» **Task statement**: When a picture appears among the records, leave it out, and copy all else exactly.

(Stored data entries)
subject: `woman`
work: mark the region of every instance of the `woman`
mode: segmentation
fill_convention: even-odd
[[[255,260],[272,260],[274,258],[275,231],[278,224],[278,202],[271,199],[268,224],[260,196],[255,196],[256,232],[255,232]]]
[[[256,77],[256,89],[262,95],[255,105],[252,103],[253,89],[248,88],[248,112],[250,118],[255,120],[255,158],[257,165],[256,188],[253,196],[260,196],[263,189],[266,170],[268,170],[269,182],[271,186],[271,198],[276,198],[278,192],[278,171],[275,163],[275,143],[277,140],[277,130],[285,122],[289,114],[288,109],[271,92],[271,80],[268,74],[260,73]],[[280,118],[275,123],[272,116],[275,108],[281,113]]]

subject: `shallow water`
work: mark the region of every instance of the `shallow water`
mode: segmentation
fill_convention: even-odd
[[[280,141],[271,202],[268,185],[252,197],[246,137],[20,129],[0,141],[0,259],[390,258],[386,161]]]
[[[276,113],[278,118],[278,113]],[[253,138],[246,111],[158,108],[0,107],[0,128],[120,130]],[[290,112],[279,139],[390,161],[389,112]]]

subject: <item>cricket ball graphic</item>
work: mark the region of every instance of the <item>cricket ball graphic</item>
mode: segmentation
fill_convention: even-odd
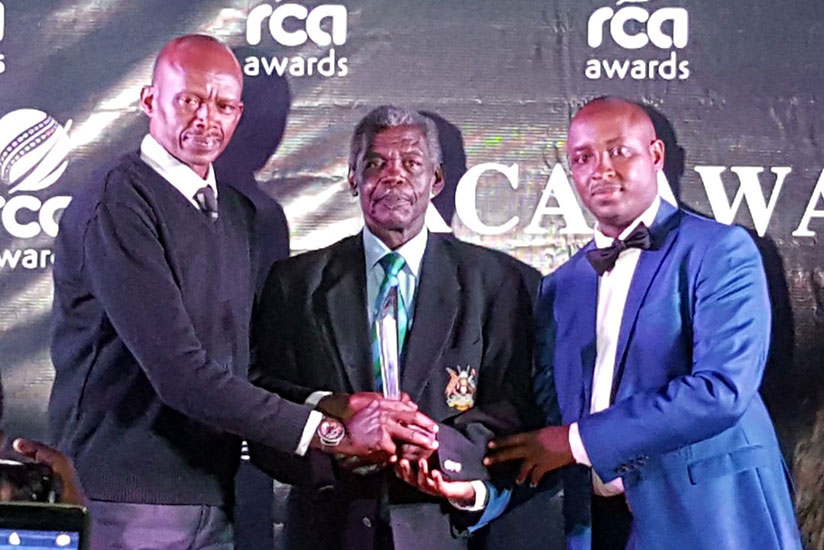
[[[71,150],[68,131],[38,109],[17,109],[0,118],[0,182],[9,193],[40,191],[63,175]]]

» **Solution for this problem**:
subject: `woman`
work: mark the region of every instance of the `woman`
mode: segmentation
fill_convention: even-odd
[[[255,260],[272,260],[274,258],[275,231],[278,224],[278,202],[271,199],[268,224],[260,196],[255,196],[256,232],[255,232]]]
[[[256,77],[256,89],[262,95],[255,105],[252,103],[253,89],[248,88],[248,112],[250,118],[255,120],[255,158],[257,165],[256,188],[253,196],[260,196],[263,189],[266,170],[268,170],[269,182],[271,186],[271,198],[276,198],[278,192],[278,171],[275,163],[275,143],[277,140],[277,130],[285,122],[289,114],[288,109],[271,92],[271,80],[268,74],[260,73]],[[280,118],[275,123],[272,116],[275,108],[281,113]]]

subject: `shallow water`
work: mark the region of every instance of the `shallow water`
mode: segmentation
fill_convention: even-odd
[[[280,141],[271,202],[268,185],[252,197],[246,137],[20,129],[0,141],[0,259],[390,258],[386,161]]]
[[[276,113],[278,118],[278,113]],[[253,138],[246,111],[158,108],[0,107],[0,128],[120,130]],[[290,112],[279,139],[390,161],[389,112]]]

subject: <item>cricket ball graphic</item>
work: mark the region of every instance of the <item>cricket ball graphic</item>
mode: segmentation
fill_convention: even-odd
[[[71,150],[68,131],[38,109],[17,109],[0,118],[0,182],[9,193],[40,191],[63,175]]]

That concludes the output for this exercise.